++++ Excerpt ++++

How our DNA is stored and packaged in the nucleus can be viewed as two different states: regions of the genome that are 'open for business' and can be actively read, and regions that are locked away by being tightly packed and inaccessible to the factors that read DNA.

The researchers looked in detail at the mysterious tightly packed portions of the genome, called constitutive heterochromatin. Previous research has shown that heterochromatin is maintained in an unusually open and uncompacted organisation in embryonic stem cells, which is different to all other cell types. It is thought that this rare form of genome architecture may contribute to keeping stem cells in an unspecialised state, still full of the potential to become any cell type in the body. Why heterochromatin is organised in this way in embryonic stem cells has previously been unknown.

++++ Given information ++++

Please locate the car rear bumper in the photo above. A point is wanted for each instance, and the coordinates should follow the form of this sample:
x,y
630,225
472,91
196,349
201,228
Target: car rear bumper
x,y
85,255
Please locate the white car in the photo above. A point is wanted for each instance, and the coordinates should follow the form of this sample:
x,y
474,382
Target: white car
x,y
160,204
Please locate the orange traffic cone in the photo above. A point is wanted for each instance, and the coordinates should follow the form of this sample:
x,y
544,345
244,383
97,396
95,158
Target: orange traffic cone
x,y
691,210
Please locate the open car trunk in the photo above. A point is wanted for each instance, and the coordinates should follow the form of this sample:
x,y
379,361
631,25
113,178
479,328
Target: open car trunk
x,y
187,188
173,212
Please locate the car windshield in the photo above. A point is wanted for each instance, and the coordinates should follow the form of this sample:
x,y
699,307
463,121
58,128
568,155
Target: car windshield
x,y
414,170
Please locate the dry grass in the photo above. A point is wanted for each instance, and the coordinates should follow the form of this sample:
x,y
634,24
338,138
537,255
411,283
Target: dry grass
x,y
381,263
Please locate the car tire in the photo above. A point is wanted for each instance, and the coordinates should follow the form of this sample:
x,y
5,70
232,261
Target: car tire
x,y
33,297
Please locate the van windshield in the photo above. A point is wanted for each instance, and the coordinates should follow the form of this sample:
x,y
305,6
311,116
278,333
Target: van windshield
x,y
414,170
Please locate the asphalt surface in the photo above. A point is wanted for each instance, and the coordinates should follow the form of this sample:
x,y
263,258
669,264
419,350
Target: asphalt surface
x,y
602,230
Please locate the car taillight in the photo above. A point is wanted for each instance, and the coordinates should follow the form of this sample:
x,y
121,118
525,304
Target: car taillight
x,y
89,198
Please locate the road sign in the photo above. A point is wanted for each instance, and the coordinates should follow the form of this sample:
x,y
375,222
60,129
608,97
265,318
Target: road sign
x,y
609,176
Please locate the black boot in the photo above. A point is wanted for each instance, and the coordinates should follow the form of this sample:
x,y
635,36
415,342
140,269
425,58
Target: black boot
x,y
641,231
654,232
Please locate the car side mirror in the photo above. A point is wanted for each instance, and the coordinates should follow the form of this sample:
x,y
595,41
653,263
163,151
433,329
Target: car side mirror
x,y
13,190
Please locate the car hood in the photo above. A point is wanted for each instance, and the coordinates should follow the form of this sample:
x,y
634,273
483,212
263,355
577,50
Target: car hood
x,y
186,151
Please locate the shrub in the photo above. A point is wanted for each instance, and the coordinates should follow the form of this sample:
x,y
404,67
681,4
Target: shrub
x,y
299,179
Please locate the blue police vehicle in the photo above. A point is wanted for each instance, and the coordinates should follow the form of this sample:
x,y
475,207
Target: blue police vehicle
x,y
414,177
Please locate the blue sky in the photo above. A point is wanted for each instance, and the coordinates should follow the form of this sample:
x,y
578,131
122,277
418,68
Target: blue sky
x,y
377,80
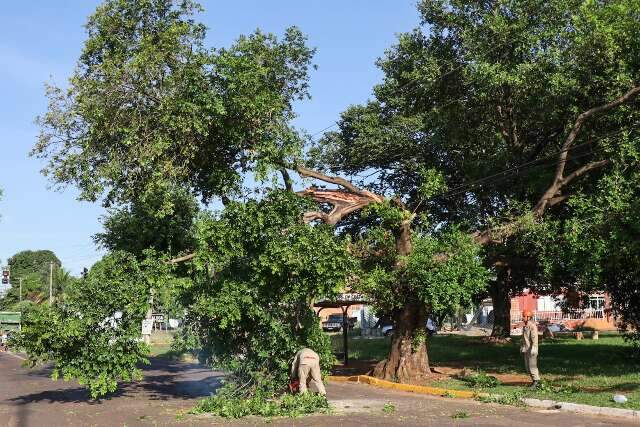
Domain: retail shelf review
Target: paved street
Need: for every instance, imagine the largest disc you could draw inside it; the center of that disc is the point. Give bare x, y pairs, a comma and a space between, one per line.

++++

- [Questions to answer]
**a)** Reproduce word for word the part of the excerpt on DNA packaging that begins at the words "How our DNA" and stops after the words "previously been unknown.".
**b)** Resume the excerpt on DNA packaging after its last sentence and carry it forward.

- [Results for each task]
**a)**
How our DNA is stored and packaged in the nucleus can be viewed as two different states: regions of the genome that are 'open for business' and can be actively read, and regions that are locked away by being tightly packed and inaccessible to the factors that read DNA.

The researchers looked in detail at the mysterious tightly packed portions of the genome, called constitutive heterochromatin. Previous research has shown that heterochromatin is maintained in an unusually open and uncompacted organisation in embryonic stem cells, which is different to all other cell types. It is thought that this rare form of genome architecture may contribute to keeping stem cells in an unspecialised state, still full of the potential to become any cell type in the body. Why heterochromatin is organised in this way in embryonic stem cells has previously been unknown.

**b)**
As described in the journal Genes & Development, the researchers identified a new pathway controlling heterochromatin organisation in mouse embryonic stem cells. Unexpectedly, this pathway assigns new roles for several well-known stem cell factors. The research showed that the stem cell factors, Nanog and Sall1, bind to heterochromatin and help to maintain this portion of the genome in an open form. Embryonic stem cells lacking Nanog and Sall1 showed major defects in heterochromatin organisation, including the closure and compaction of the chromatin. These new findings uncover the first direct connection between stem cell factors and the control of genome architecture, and explains why stem cell heterochromatin is normally in an open and uncompacted form. Loss of heterochromatin regulation has potential consequences for the long-term genetic stability of stem cells, and the ability of stem cells to mature into specialised cell types.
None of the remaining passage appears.